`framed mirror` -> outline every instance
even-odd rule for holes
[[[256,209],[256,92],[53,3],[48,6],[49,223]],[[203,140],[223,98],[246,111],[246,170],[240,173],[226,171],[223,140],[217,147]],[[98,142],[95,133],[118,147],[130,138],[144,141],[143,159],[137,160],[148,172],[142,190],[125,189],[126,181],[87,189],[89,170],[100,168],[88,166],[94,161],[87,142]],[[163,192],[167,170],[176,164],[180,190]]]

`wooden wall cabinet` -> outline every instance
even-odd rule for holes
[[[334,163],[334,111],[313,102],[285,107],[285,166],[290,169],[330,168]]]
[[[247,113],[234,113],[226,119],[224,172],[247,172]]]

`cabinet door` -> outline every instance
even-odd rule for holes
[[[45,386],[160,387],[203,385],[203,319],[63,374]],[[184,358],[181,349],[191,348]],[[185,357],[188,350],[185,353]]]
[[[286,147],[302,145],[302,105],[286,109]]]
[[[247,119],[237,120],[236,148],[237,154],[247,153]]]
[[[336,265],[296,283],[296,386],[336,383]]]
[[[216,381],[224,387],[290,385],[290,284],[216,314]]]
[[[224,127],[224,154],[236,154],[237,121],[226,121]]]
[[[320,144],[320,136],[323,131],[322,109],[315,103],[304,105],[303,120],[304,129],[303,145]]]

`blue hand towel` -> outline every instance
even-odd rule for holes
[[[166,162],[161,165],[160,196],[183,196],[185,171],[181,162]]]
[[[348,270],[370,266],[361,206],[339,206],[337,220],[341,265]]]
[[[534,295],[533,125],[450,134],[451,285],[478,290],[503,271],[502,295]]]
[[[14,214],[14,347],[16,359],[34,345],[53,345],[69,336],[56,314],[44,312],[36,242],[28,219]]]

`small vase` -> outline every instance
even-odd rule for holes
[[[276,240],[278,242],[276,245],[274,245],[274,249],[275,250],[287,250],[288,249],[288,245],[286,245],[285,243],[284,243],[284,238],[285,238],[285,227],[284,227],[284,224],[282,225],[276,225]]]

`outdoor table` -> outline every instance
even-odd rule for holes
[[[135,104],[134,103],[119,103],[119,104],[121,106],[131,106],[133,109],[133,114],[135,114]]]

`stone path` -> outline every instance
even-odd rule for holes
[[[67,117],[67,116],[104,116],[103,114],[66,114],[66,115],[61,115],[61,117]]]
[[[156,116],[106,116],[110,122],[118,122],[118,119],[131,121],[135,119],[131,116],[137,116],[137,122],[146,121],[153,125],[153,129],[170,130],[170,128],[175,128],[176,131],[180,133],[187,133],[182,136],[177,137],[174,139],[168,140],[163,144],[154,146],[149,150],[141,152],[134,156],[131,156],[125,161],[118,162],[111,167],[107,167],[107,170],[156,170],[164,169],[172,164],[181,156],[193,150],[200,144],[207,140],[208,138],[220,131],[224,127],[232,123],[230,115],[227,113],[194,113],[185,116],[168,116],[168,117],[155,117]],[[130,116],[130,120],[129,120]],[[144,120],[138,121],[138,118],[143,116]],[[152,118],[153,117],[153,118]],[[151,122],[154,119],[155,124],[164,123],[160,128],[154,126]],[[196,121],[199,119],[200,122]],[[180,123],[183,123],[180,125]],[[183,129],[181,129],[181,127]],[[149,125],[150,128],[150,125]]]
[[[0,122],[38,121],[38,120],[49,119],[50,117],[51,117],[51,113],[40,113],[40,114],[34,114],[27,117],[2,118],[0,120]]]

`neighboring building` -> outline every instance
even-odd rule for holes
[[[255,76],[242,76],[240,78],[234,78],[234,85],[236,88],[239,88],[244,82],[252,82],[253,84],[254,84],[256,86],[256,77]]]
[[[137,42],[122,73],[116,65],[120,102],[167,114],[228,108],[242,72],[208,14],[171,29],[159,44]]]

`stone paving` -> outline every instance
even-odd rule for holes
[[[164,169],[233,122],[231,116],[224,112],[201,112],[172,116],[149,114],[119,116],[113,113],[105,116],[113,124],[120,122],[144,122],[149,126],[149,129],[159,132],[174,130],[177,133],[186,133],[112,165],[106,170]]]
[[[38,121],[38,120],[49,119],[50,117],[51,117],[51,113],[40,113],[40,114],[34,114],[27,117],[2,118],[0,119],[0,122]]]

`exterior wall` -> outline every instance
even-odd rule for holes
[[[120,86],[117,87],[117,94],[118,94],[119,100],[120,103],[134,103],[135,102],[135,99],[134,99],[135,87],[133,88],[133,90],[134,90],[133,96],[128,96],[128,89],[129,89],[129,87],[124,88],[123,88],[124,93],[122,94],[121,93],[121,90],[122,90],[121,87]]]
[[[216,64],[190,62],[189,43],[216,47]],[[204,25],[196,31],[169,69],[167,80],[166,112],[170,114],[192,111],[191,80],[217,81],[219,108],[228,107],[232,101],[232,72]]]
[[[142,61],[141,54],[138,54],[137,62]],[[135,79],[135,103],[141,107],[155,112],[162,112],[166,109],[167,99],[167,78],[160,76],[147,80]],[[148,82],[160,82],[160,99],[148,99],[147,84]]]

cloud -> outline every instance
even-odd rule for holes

**WRITTEN INSTRUCTION:** Using the data above, repeat every line exactly.

**SOLUTION TO THIS TASK:**
`framed mirror` -> outline every instance
even-odd rule for holes
[[[256,209],[256,92],[53,3],[48,6],[49,223]],[[203,140],[223,98],[246,111],[246,170],[240,173],[226,171],[223,140],[217,147]],[[98,142],[95,133],[118,147],[130,138],[144,141],[143,159],[137,160],[148,172],[142,190],[125,189],[126,181],[87,189],[89,170],[100,168],[88,166],[94,161],[87,142]],[[163,192],[167,170],[176,164],[180,190]]]

`wooden wall cabinet` -> outline every instance
even-odd rule for holes
[[[334,163],[334,111],[313,102],[285,107],[285,166],[290,169],[330,168]]]
[[[247,113],[234,113],[226,119],[224,172],[247,172]]]

`cabinet door` -> outline every instance
even-odd rule for holes
[[[45,386],[160,387],[203,385],[203,319],[63,374]],[[184,358],[181,349],[191,348]],[[185,357],[188,350],[185,353]]]
[[[286,147],[302,145],[302,105],[286,109]]]
[[[247,119],[237,120],[236,148],[237,154],[247,153]]]
[[[336,265],[296,283],[296,386],[336,383]]]
[[[216,381],[224,387],[290,385],[290,284],[216,314]]]
[[[224,127],[224,154],[236,154],[237,121],[226,121]]]
[[[320,144],[320,136],[323,131],[322,109],[315,103],[304,105],[303,120],[304,129],[303,145]]]

`blue hand towel` -> outline every instance
even-odd rule for holes
[[[166,162],[161,165],[160,196],[183,196],[185,171],[181,162]]]
[[[348,270],[370,266],[361,206],[339,206],[337,220],[341,265]]]
[[[534,295],[533,125],[450,134],[451,285],[478,290],[503,271],[502,295]]]
[[[14,214],[14,347],[16,359],[34,345],[53,345],[69,336],[56,314],[44,312],[36,242],[28,219]]]

`small vase` -> outline every instance
even-odd rule for holes
[[[276,240],[278,242],[276,245],[274,245],[274,249],[275,250],[287,250],[288,249],[288,245],[286,245],[285,243],[284,243],[284,238],[285,238],[285,227],[284,227],[284,224],[282,225],[276,225]]]

`outdoor table` -> outline every instance
even-odd rule for holes
[[[135,104],[134,103],[119,103],[119,104],[121,106],[131,106],[133,109],[133,114],[135,114]]]

`stone path` -> outline every instance
even-odd rule for holes
[[[67,117],[67,116],[104,116],[103,114],[66,114],[66,115],[61,115],[61,117]]]
[[[156,116],[106,116],[110,122],[118,122],[118,119],[131,121],[135,119],[131,116],[137,116],[137,122],[146,121],[153,125],[153,129],[170,130],[170,128],[175,128],[176,131],[180,133],[187,133],[182,136],[177,137],[174,139],[168,140],[163,144],[154,146],[149,150],[141,152],[134,156],[131,156],[125,161],[118,162],[111,167],[107,167],[107,170],[156,170],[164,169],[172,164],[181,156],[193,150],[200,144],[207,140],[208,138],[220,131],[224,127],[232,123],[230,115],[227,113],[194,113],[185,116],[168,116],[168,117],[155,117]],[[130,116],[130,120],[129,120]],[[144,120],[138,121],[138,118],[143,116]],[[152,118],[153,117],[153,118]],[[151,122],[154,119],[155,124],[164,123],[160,128],[154,126]],[[196,121],[199,119],[200,122]],[[180,123],[183,123],[180,125]],[[183,129],[181,129],[181,127]],[[149,125],[150,128],[150,125]]]
[[[0,122],[38,121],[38,120],[49,119],[50,117],[51,117],[51,113],[40,113],[40,114],[34,114],[27,117],[2,118],[0,120]]]

`neighboring building` -> outline every instance
even-odd rule for holes
[[[255,76],[242,76],[240,78],[234,78],[234,85],[236,88],[239,88],[244,82],[252,82],[253,84],[254,84],[256,86],[256,77]]]
[[[137,42],[122,73],[116,65],[120,102],[167,114],[228,108],[242,72],[208,14],[171,29],[159,44]]]

`stone paving` -> outline every instance
even-odd rule for holes
[[[164,169],[233,122],[231,116],[224,112],[201,112],[172,116],[149,114],[119,116],[113,113],[105,116],[113,124],[120,122],[144,122],[149,126],[149,129],[159,132],[174,130],[177,133],[186,133],[112,165],[106,170]]]
[[[38,121],[38,120],[49,119],[50,117],[51,117],[51,113],[40,113],[40,114],[34,114],[27,117],[2,118],[0,119],[0,122]]]

`exterior wall` -> outline every instance
even-odd rule for holes
[[[120,86],[117,87],[117,94],[118,94],[119,100],[120,103],[134,103],[135,102],[135,99],[134,99],[135,87],[133,88],[133,90],[134,90],[133,96],[128,96],[128,89],[129,89],[129,87],[124,88],[123,88],[124,93],[122,94],[121,93],[121,90],[122,90],[121,87]]]
[[[216,64],[190,62],[189,43],[216,47]],[[204,25],[196,31],[169,69],[167,80],[166,112],[170,114],[192,111],[191,80],[217,81],[219,108],[228,107],[232,101],[232,72]]]
[[[142,61],[141,54],[138,54],[137,62]],[[135,79],[135,103],[141,107],[155,112],[162,112],[166,109],[167,99],[167,78],[160,76],[147,80]],[[148,82],[160,82],[160,99],[148,99],[147,84]]]

cloud -> outline every instance
even-odd rule for holes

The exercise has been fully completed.